→ Texto seleccionado
Gerencia, Presidencia; mercado, pero regulado

Una vez aplacada la polvareda de líneas ágatas que generó la desteñida cumbre de Monterrey, vale la pena sacar cuentas para ver si, aparte de los reflectores efímeros sobre México, algo de lo ahí acontecido valió la pena.

Si de alguna manera se pudiera simplificar el saldo de la cumbre para los países pobres, se resumiría en una sabia recomendación-advertencia de los ricos: cuando dejen de ser pobres, les ayudamos a salir de la pobreza. Es decir, pórtense bien, hagan lo que les decimos y como les decimos, sean como nosotros, piensen igual, resuelvan sus problemas según nuestros manuales para indigentes, y serán bien vistos cuando pasen el bote para recoger su limosna.

El documento del pomposamente llamado Consenso se distribuyó con antelación y sólo había que firmarlo, cosa que no sucedió, dada la miseria de sus planteamientos, la imposición de sus premisas y lo ridículo de sus propósitos. El disenso mayor fue el de Fidel Castro, quien había puesto, con su simple presencia, en bandeja de plata la oportunidad dorada para un encuentro político histórico, precioso, que pudo aprovechar el presidente estadunidense. Se le hubiera visto como un estadista inteligente, no como el frívolo vaquero belicoso que demostró seguir siendo. Y bueno, nuestros funcionales públicos se lucieron haciéndole la obra negra, hábiles gatos para sacar la castaña del horno sin que se queme el jefe.

→ Ejercicio breve
Según el texto sobre la cumbre de Monterrey, ¿de quién fue el disenso mayor? Los ítems proceden de una fuente distinta de la del texto sobre la cumbre de Monterrey.

→ Extracto de datos
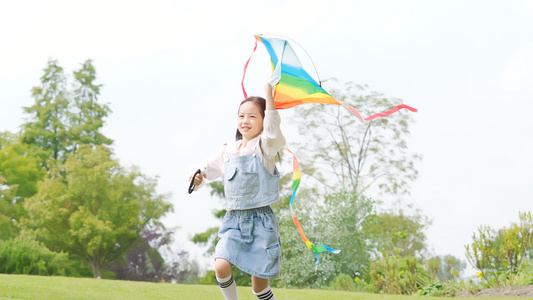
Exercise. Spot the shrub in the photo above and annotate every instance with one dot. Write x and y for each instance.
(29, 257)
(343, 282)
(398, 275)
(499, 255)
* * *
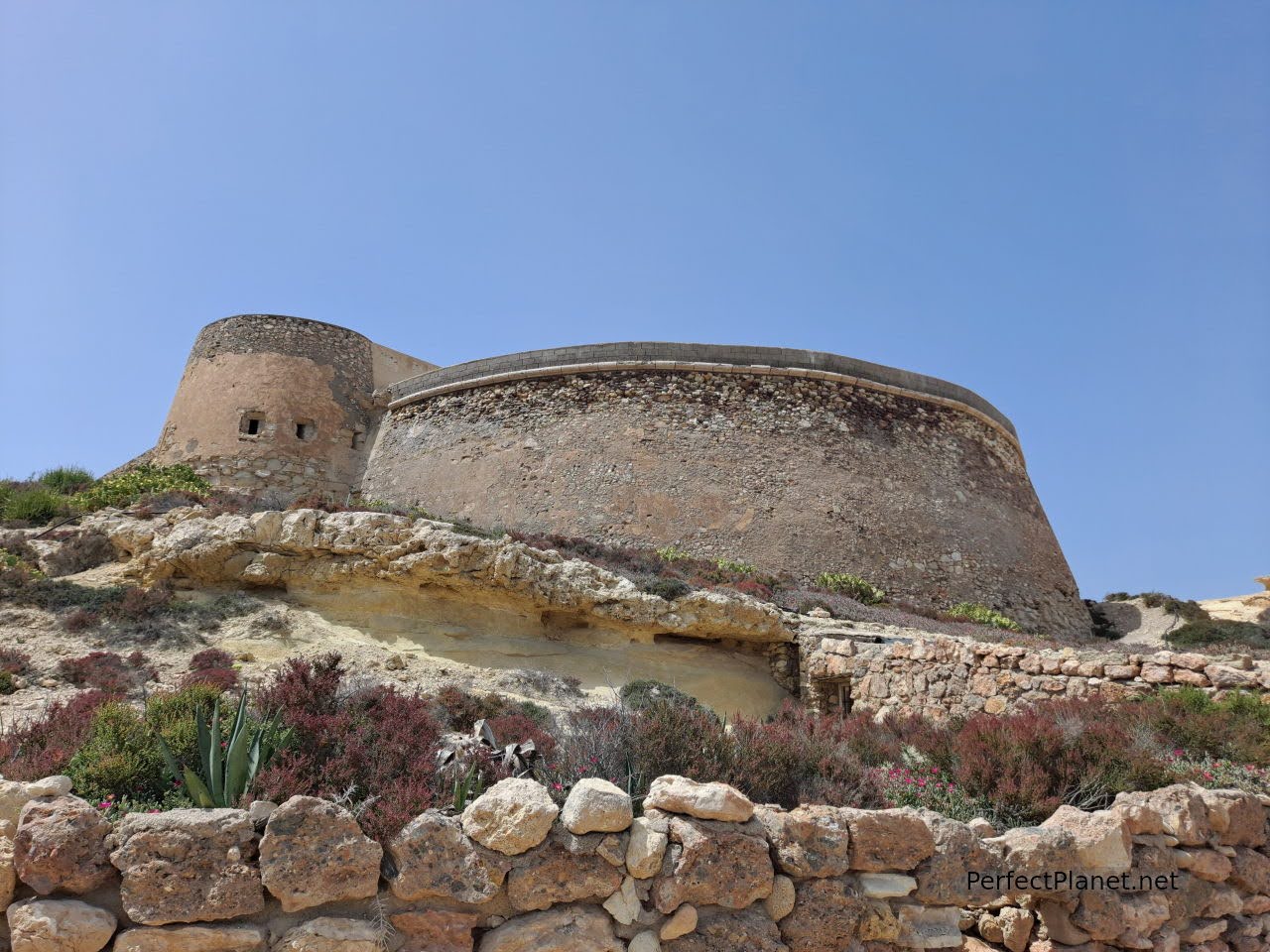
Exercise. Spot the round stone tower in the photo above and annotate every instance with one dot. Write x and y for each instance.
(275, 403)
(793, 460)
==
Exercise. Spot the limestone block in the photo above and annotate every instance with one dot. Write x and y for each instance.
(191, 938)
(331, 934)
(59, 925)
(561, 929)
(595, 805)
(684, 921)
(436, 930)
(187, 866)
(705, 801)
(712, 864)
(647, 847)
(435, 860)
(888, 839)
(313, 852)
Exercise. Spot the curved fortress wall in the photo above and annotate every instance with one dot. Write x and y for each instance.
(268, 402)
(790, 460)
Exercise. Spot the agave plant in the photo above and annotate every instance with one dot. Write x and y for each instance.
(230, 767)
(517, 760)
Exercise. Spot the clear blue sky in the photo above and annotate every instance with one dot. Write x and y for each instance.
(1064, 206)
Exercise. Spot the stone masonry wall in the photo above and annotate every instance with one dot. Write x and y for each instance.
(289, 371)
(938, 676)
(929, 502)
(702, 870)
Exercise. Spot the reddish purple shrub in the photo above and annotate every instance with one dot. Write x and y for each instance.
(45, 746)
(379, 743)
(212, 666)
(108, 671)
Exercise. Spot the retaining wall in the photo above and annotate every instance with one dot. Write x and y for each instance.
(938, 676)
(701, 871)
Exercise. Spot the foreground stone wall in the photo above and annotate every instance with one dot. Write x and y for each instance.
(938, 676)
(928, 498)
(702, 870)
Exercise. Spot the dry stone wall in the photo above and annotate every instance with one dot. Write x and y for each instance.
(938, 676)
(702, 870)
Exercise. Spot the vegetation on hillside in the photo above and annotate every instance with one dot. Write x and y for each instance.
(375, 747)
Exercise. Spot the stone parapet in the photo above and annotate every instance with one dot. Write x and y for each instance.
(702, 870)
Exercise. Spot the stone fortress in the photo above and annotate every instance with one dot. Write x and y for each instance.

→ Respuesta completa
El disenso mayor fue el de Fidel Castro.